Excerpt from a dataset
— BEGIN —

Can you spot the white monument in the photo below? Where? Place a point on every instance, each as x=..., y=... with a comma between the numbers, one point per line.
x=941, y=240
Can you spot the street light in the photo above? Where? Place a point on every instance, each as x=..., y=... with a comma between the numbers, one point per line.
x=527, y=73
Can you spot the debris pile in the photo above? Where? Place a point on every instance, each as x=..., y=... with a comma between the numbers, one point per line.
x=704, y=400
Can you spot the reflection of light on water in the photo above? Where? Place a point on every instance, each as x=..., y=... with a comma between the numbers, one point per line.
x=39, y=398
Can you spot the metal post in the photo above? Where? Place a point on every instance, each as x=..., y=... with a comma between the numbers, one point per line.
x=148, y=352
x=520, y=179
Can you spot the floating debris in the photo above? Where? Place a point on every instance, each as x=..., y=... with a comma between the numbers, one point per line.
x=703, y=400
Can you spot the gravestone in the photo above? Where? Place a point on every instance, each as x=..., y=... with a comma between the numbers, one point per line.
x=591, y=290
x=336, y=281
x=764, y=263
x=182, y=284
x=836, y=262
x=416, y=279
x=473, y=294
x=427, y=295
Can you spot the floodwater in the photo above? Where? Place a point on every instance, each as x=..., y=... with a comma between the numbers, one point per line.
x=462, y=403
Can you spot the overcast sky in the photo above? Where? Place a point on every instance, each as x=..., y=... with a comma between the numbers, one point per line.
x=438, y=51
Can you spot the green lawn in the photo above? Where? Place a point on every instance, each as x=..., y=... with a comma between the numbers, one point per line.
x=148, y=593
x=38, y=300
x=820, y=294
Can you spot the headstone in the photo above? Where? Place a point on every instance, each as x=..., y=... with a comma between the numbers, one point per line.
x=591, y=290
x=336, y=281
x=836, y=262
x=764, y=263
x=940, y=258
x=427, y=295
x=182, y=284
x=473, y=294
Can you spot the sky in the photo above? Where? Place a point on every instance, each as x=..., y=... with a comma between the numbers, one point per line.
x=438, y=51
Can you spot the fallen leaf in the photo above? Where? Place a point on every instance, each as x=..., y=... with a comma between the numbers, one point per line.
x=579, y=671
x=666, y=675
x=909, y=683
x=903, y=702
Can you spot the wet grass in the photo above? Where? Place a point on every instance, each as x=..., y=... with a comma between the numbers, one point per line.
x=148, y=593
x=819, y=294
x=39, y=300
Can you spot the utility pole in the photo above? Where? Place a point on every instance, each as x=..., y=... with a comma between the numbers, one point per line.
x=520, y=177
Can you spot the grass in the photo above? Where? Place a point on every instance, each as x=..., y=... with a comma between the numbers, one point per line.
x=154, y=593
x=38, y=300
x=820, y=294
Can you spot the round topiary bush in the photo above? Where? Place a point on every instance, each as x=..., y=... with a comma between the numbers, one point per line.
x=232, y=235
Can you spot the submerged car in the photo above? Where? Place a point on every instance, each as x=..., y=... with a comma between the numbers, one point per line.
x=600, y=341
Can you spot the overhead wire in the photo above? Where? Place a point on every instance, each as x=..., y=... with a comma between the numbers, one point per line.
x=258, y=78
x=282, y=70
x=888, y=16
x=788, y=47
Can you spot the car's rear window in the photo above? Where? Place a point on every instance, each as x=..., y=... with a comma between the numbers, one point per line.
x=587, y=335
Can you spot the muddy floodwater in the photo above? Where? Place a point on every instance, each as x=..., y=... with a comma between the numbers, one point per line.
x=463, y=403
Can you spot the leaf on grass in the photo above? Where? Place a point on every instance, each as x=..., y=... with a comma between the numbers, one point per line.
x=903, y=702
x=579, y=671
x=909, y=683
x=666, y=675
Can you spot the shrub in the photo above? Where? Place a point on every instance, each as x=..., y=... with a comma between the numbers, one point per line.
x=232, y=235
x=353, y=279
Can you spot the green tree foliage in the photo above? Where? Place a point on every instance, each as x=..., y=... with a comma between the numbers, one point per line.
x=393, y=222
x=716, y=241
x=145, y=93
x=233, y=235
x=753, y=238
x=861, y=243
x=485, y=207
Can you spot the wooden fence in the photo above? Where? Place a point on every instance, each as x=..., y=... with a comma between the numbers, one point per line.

— END —

Task directions: Turn the lines from the beginning of the excerpt through the one containing "x=527, y=73" into a JSON list of strings, one string per line, with blank lines omitted.

Output for this exercise:
[
  "Can you spot the white monument in the photo below? Where? Place a point on every instance, each as x=..., y=... with a comma between the numbers, one point per line.",
  "x=941, y=240",
  "Can you spot the street light in the photo above? Where? Place a point on every instance, each as x=..., y=... with a comma between the numbers, one point per line.",
  "x=527, y=73"
]